**** Available data ****

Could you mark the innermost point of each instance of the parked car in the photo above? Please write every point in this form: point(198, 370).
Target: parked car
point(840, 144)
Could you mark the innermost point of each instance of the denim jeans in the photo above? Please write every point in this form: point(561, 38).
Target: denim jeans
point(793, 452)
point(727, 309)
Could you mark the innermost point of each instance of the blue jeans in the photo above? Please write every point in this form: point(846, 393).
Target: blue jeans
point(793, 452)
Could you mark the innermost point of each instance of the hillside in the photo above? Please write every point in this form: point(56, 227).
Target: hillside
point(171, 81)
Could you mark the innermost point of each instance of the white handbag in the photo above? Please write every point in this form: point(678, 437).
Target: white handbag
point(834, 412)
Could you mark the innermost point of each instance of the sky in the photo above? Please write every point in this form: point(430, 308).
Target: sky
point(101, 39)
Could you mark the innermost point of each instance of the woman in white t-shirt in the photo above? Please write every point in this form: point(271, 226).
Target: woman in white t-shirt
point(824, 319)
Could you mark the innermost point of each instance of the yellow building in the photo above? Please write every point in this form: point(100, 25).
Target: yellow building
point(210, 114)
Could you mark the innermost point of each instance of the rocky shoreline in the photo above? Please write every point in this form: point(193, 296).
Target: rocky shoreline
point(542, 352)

****

◆ Task prompt ◆
Reproduce the records above with every character intact.

◆ Solution for this problem ◆
Could you mark the innermost point of each instance of the parked car in the photo above? Please write every point in this form: point(198, 370).
Target: parked car
point(840, 144)
Could you mark the innermost point of each instance of the denim jeans in the photo above? Please write every point in this form: point(561, 38).
Target: denim jeans
point(793, 452)
point(727, 309)
Could you mark the innermost point of each instance of the blue jeans in the photo above? Please write every point in this form: point(846, 393).
Target: blue jeans
point(793, 452)
Could you mark the innermost point of each instance of the hillside in the photo above? Please write every point in this form: point(56, 227).
Target: hillside
point(171, 81)
Could you mark the innermost point of each instance of the white handbag in the photo above? Please write every point in this form: point(678, 437).
Target: white handbag
point(834, 412)
Could you mark the innermost point of each instance of the sky in the photo above? Please write every point in this form: point(430, 308).
Target: sky
point(101, 39)
Could you mark the innermost point of each instance of the woman in white t-shirt in the photo above? Please write every point in this form: point(271, 226).
Target: woman in white t-shirt
point(824, 319)
Could you mark the innermost point of each instance of the yellow building in the photo above? Please write every point in this form: point(100, 25).
Target: yellow building
point(210, 114)
Could you mark the innermost point of each instance of the rocky shoreline in the photo above? Please write every point in this form: point(193, 296).
Target: rocky shoreline
point(542, 352)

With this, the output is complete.